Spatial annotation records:
● ● ●

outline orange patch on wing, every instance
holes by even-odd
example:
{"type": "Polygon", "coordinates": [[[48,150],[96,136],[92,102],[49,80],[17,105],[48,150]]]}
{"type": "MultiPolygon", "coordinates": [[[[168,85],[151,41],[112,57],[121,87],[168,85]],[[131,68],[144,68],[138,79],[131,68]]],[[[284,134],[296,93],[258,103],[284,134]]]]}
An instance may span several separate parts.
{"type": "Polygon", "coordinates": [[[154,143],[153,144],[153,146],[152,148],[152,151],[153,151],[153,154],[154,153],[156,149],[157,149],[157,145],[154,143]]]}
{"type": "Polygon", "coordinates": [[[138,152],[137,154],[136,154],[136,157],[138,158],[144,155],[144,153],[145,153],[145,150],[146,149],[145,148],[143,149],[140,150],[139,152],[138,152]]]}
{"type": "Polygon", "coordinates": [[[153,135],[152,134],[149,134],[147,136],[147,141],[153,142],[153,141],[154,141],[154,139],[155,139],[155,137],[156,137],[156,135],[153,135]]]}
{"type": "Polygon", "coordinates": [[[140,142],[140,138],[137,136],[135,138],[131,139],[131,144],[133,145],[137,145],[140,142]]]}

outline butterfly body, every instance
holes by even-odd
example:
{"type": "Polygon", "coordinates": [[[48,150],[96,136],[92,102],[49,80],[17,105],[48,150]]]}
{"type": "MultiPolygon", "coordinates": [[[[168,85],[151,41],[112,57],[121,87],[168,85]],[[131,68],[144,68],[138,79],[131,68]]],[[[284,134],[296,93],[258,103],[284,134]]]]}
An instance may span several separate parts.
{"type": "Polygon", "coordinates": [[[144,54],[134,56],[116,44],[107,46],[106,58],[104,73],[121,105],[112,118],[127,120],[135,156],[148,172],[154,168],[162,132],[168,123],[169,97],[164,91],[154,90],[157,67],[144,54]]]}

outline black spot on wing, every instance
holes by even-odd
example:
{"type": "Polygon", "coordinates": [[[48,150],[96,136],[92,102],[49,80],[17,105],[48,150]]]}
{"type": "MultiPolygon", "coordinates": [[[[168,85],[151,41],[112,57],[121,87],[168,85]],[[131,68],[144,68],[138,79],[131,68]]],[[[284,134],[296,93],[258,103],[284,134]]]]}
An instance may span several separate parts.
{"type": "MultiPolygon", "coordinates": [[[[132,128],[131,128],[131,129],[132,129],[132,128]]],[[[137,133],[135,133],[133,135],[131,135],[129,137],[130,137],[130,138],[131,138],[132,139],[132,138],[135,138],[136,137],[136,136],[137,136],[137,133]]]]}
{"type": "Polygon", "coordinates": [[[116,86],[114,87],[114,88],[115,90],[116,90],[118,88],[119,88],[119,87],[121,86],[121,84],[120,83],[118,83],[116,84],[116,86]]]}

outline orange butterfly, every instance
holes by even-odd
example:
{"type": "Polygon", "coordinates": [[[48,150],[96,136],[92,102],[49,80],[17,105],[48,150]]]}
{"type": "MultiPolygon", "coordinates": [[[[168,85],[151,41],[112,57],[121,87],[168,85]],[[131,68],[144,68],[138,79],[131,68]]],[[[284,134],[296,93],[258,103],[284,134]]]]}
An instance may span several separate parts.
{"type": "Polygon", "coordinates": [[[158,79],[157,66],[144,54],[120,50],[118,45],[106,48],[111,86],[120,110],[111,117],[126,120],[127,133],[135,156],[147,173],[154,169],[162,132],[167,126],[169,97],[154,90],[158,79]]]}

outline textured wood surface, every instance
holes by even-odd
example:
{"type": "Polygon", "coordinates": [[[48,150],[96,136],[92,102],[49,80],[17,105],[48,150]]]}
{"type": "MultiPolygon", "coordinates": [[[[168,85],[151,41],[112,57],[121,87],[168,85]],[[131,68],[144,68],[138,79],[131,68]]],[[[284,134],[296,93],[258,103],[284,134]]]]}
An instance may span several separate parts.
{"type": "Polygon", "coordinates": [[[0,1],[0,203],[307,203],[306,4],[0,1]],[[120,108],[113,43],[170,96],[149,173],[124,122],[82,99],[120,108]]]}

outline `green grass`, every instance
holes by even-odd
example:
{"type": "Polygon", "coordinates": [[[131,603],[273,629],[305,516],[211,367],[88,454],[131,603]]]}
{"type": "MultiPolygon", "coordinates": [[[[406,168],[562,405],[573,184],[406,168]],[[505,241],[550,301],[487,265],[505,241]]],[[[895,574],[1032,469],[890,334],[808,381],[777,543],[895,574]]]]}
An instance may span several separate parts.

● ● ●

INSTRUCTIONS FOR THE TASK: Pick out each line in the items above that contains the word "butterfly", and copy those lines.

EXERCISE OUTPUT:
outline butterfly body, every instance
outline orange butterfly, every instance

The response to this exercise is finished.